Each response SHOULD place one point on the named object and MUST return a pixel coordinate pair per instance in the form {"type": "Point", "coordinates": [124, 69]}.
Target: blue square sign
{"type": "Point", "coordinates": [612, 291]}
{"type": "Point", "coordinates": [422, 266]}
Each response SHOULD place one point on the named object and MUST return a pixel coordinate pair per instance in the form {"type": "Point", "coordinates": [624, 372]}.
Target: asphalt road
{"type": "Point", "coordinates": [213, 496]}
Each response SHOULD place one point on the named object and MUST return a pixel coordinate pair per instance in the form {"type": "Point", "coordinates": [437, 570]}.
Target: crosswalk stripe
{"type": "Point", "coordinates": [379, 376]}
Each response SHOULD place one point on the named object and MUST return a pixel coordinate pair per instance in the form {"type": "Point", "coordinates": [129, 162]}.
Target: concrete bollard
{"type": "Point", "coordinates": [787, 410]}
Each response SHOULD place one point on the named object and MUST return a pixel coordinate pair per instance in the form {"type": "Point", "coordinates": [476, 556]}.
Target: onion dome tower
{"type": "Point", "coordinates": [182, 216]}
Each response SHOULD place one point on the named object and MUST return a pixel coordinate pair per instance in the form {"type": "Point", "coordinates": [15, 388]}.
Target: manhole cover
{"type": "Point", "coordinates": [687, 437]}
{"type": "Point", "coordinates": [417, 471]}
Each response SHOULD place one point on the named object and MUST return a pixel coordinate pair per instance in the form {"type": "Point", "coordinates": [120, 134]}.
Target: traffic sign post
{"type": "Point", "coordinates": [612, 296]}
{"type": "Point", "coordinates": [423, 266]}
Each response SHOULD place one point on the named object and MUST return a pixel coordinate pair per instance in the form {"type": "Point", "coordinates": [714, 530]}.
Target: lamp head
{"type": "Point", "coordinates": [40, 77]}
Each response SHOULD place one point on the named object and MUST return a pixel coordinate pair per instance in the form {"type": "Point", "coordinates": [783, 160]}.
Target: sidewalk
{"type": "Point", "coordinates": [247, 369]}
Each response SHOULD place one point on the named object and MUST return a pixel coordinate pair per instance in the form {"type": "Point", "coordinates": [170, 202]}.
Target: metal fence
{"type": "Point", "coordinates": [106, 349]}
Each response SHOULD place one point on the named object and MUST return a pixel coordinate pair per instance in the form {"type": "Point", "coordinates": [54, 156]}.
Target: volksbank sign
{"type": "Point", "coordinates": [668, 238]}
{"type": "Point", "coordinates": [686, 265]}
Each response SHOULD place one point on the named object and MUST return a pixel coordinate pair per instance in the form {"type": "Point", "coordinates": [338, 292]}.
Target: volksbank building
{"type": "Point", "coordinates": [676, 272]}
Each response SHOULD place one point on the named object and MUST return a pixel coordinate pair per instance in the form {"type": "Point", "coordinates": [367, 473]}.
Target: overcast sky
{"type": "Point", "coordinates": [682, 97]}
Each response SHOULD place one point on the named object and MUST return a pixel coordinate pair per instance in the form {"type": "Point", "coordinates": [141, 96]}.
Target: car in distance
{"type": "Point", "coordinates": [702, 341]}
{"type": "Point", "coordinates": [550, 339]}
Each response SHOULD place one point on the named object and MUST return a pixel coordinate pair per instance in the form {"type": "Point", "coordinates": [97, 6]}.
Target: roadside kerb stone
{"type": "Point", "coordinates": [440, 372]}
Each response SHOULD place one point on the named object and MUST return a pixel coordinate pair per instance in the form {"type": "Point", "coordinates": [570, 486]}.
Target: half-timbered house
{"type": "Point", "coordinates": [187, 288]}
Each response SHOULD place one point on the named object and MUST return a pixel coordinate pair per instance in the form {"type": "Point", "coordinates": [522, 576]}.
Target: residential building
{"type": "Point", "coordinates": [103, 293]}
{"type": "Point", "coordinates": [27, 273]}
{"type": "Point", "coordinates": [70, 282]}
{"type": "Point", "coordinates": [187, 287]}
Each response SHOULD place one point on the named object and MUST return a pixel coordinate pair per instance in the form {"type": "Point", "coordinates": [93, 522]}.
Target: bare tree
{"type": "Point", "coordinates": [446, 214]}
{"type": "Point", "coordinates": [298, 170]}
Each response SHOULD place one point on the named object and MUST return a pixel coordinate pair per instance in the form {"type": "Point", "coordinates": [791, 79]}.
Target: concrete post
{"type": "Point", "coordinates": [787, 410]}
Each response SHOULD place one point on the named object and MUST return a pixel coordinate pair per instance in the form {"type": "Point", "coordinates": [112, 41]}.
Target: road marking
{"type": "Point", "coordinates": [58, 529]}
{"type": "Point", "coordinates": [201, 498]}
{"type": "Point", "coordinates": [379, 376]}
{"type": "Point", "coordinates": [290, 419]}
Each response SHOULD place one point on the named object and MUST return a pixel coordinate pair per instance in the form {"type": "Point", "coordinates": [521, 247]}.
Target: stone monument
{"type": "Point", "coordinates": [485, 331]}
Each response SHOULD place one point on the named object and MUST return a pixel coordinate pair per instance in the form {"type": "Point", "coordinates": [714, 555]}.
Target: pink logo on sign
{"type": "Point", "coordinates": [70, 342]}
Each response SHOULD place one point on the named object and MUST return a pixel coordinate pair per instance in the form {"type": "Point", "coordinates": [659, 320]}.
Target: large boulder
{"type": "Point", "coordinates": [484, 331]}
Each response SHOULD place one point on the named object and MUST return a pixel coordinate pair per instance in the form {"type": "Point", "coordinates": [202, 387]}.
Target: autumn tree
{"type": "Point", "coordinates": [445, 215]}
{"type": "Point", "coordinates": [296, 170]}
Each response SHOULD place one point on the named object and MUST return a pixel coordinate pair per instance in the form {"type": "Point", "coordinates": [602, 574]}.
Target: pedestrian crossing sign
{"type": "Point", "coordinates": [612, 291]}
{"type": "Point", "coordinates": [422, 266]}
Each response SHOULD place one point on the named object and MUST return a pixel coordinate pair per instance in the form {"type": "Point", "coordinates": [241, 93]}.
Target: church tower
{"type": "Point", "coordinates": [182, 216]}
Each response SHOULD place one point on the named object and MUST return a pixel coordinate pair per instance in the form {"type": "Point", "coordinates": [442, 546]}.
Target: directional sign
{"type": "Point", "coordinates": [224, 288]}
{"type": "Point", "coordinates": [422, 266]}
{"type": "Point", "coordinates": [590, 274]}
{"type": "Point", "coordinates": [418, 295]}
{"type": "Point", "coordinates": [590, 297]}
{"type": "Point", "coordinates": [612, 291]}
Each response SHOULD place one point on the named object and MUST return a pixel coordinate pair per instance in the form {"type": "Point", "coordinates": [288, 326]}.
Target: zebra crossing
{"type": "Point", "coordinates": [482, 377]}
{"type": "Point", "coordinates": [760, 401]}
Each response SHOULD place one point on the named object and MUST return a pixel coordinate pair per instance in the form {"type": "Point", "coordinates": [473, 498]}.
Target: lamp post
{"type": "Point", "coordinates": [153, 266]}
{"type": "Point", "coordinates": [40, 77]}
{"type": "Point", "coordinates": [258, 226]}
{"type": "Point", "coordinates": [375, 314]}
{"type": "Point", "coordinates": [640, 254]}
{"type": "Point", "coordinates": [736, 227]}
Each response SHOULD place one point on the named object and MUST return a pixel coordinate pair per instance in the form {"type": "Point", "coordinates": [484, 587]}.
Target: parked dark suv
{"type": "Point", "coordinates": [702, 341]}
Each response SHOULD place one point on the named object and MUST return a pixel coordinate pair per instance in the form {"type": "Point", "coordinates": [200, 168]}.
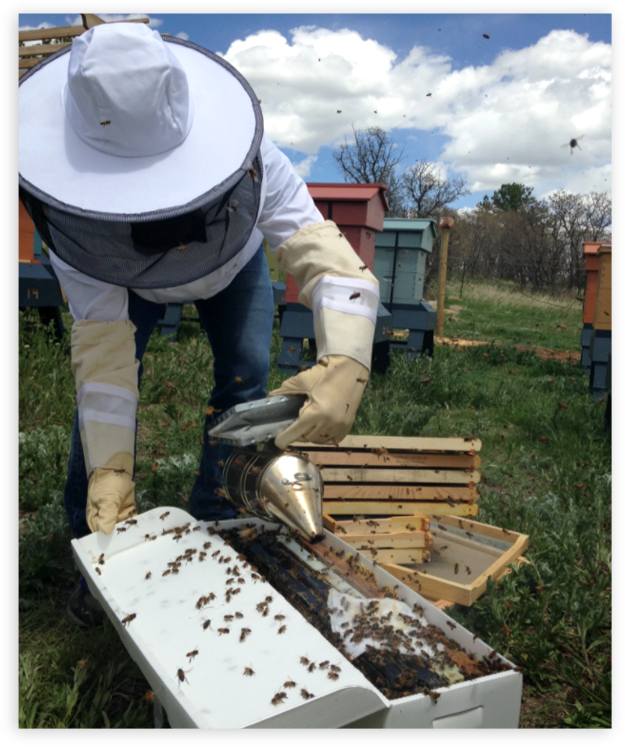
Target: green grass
{"type": "Point", "coordinates": [547, 472]}
{"type": "Point", "coordinates": [500, 313]}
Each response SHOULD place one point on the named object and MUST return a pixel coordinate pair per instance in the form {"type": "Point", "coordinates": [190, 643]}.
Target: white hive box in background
{"type": "Point", "coordinates": [215, 692]}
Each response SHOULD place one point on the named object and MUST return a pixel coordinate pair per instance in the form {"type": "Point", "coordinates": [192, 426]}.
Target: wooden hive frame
{"type": "Point", "coordinates": [28, 56]}
{"type": "Point", "coordinates": [401, 539]}
{"type": "Point", "coordinates": [461, 589]}
{"type": "Point", "coordinates": [398, 476]}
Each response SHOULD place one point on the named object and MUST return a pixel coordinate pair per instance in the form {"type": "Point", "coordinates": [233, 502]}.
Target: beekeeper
{"type": "Point", "coordinates": [143, 163]}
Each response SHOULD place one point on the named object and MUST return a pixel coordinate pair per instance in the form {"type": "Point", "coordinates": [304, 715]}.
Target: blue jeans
{"type": "Point", "coordinates": [238, 323]}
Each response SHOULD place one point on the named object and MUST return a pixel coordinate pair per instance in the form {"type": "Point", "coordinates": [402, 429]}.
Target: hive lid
{"type": "Point", "coordinates": [253, 422]}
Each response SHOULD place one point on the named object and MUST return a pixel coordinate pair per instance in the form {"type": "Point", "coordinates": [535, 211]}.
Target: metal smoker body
{"type": "Point", "coordinates": [274, 485]}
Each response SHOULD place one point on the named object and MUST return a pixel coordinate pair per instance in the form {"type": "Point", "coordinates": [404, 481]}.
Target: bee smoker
{"type": "Point", "coordinates": [266, 482]}
{"type": "Point", "coordinates": [275, 485]}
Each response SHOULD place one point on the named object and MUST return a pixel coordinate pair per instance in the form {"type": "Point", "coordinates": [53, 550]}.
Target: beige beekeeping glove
{"type": "Point", "coordinates": [111, 495]}
{"type": "Point", "coordinates": [106, 371]}
{"type": "Point", "coordinates": [334, 388]}
{"type": "Point", "coordinates": [344, 297]}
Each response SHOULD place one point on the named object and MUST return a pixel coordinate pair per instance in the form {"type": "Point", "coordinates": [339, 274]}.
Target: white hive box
{"type": "Point", "coordinates": [215, 693]}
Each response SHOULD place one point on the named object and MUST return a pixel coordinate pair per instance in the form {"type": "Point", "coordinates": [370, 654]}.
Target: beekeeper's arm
{"type": "Point", "coordinates": [106, 373]}
{"type": "Point", "coordinates": [342, 294]}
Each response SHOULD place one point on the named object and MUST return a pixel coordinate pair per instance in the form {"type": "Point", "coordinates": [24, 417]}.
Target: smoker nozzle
{"type": "Point", "coordinates": [270, 484]}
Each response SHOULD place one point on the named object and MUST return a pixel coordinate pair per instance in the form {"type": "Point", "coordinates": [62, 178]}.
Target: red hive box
{"type": "Point", "coordinates": [357, 209]}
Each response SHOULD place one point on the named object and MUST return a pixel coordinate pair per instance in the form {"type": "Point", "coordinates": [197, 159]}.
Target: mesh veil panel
{"type": "Point", "coordinates": [164, 248]}
{"type": "Point", "coordinates": [162, 252]}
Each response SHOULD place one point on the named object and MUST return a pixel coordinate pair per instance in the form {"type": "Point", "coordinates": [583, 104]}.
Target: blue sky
{"type": "Point", "coordinates": [500, 109]}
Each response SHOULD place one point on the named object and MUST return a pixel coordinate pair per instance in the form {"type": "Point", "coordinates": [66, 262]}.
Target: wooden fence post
{"type": "Point", "coordinates": [445, 224]}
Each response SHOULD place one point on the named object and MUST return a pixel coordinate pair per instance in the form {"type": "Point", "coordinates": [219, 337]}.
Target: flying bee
{"type": "Point", "coordinates": [251, 171]}
{"type": "Point", "coordinates": [278, 698]}
{"type": "Point", "coordinates": [573, 143]}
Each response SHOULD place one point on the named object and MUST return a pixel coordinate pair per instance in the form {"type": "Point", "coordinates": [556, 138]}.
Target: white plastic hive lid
{"type": "Point", "coordinates": [215, 693]}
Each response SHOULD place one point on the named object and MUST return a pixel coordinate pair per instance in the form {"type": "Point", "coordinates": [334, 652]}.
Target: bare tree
{"type": "Point", "coordinates": [577, 218]}
{"type": "Point", "coordinates": [426, 192]}
{"type": "Point", "coordinates": [372, 158]}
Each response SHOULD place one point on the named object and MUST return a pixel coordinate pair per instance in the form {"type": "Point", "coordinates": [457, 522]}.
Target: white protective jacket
{"type": "Point", "coordinates": [343, 297]}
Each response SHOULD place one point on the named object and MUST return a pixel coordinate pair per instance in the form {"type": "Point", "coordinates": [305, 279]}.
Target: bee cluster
{"type": "Point", "coordinates": [402, 654]}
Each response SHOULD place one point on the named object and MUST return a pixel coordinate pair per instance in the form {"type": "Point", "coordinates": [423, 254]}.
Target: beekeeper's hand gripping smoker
{"type": "Point", "coordinates": [259, 478]}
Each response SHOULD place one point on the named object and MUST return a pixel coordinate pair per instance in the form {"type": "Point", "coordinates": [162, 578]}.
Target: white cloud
{"type": "Point", "coordinates": [505, 121]}
{"type": "Point", "coordinates": [302, 168]}
{"type": "Point", "coordinates": [110, 17]}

§ REQUIREMENT:
Count the lines in the entries above that contain the word "concrete", treating uppercase and lowercase as different. Reply with the number alone.

§ ANSWER TO THE TASK:
2